▸ **Required work**: Go through the records underneath and write each one out again exactly.

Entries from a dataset

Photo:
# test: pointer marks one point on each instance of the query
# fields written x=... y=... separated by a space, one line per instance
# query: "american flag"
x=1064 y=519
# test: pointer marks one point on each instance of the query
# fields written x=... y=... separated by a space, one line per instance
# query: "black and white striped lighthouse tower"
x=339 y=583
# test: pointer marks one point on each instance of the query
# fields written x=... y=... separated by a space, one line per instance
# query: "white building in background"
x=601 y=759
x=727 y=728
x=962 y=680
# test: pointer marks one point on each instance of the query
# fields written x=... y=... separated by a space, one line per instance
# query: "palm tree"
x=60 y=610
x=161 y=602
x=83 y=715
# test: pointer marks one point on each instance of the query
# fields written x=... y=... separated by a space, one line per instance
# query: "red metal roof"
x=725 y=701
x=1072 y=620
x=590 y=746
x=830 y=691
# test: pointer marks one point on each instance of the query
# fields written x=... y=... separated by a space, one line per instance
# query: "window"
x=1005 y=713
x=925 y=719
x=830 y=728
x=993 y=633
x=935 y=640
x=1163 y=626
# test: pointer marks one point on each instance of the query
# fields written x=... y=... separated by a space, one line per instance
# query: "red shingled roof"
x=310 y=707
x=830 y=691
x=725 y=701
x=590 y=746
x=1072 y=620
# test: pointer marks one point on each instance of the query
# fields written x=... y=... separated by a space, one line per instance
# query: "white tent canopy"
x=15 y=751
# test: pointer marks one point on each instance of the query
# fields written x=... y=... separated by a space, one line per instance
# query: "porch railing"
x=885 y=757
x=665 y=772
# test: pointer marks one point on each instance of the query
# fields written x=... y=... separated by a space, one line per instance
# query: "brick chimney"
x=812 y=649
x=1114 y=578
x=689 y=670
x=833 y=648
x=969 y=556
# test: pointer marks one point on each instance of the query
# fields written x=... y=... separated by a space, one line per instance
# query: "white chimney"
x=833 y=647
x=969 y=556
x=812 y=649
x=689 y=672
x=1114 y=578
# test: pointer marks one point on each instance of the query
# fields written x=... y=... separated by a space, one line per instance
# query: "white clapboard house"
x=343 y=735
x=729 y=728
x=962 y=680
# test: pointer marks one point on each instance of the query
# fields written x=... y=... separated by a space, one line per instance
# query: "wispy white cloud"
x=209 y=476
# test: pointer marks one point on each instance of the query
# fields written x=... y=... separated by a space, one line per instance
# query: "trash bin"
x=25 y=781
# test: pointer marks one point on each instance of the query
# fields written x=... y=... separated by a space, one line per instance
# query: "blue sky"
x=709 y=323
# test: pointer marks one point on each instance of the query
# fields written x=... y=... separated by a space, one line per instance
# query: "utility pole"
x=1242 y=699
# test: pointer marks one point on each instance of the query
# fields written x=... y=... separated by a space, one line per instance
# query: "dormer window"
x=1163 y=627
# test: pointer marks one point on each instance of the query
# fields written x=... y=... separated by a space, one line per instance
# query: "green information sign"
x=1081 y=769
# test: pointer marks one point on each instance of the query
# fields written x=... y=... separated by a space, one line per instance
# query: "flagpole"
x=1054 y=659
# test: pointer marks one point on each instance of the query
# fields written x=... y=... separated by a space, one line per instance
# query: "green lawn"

▸ **Correct answer**:
Photo:
# test: pointer marks one point on each instance of the query
# fields written x=... y=... separated by a space, one line per instance
# query: "american flag"
x=1064 y=519
# test: pointer marks one point on each instance of the query
# fields written x=... y=... separated by a space, one line per instance
# query: "black and white striped lighthouse tower"
x=339 y=583
# test: pointer marks one point on each instance of the query
# fields written x=... y=... separated by a space, one line per instance
# query: "white building in background"
x=601 y=759
x=727 y=728
x=962 y=680
# test: pointer marks one point on each instance of the query
# fields written x=... y=... separated by a space, one line per instance
# query: "palm tree"
x=60 y=610
x=161 y=602
x=83 y=715
# test: pointer marks one point on each instance of the query
# fields written x=... y=... separated by a space, one line per instance
# query: "red metal roof"
x=725 y=701
x=1072 y=620
x=590 y=746
x=830 y=691
# test: pointer marks one point on each instance of the query
# fields written x=... y=... separated by a space, one line per instance
# query: "window"
x=1005 y=713
x=925 y=719
x=830 y=728
x=993 y=633
x=935 y=640
x=1163 y=626
# test: pointer marks one point on each instance of the query
# fields written x=... y=... separated by a space, one line per instance
# query: "red shingled roof"
x=310 y=707
x=830 y=691
x=725 y=701
x=590 y=746
x=1072 y=620
# test: pointer marks one point on each instance of the query
# fields written x=... y=... separated by a space, one line per instance
# query: "white tent canopy"
x=15 y=751
# test: pointer marks one point on each instance of the query
# fields written x=... y=... separated by a space, one line per instance
# query: "porch railing"
x=885 y=757
x=665 y=772
# test: pointer marks one point on each instance of the query
# fields written x=... y=... separated by a space, one line per instance
# query: "brick chimney"
x=812 y=649
x=1114 y=578
x=689 y=670
x=833 y=648
x=969 y=556
# test: pointer marks one point on each instance of the query
# fields written x=... y=... separated by a space, one line per instance
# query: "white chimney"
x=833 y=647
x=969 y=556
x=812 y=649
x=689 y=672
x=1114 y=578
# test: pointer marks one point on each instance of the query
# fields written x=... y=... separated by a space, one line per instance
# query: "white clapboard house"
x=343 y=735
x=729 y=728
x=962 y=680
# test: pointer marks one point on each instance of the query
# fields written x=... y=... separated by a space, one line per instance
# query: "wispy white cloud"
x=209 y=476
# test: pointer marks one point on each instance of the query
# fields written x=... y=... separated by a space, one line per instance
# query: "trash bin"
x=25 y=781
# test: pointer marks one point on each instance of the query
# fields written x=... y=... separated by a space, one line per instance
# query: "blue sky"
x=709 y=323
# test: pointer marks one point on each instance of the query
# fields written x=... y=... separated by a space, one line per instance
# query: "utility pole"
x=1242 y=699
# test: pointer marks one point on each instance of the query
# fields written x=... y=... separated by a space, one line per instance
# query: "dormer window"
x=1163 y=627
# test: pointer marks one point on each instance of the query
# fields written x=... y=... separated by a space, one line per instance
# query: "green information sign"
x=1081 y=769
# test: pointer marks one point on each instance of the query
# fields written x=... y=... separated by a space, one line per instance
# query: "flagpole"
x=1054 y=659
# test: pointer marks one point on each instance of the query
# fields written x=... y=... separated by a space, one line per instance
# query: "green lawn"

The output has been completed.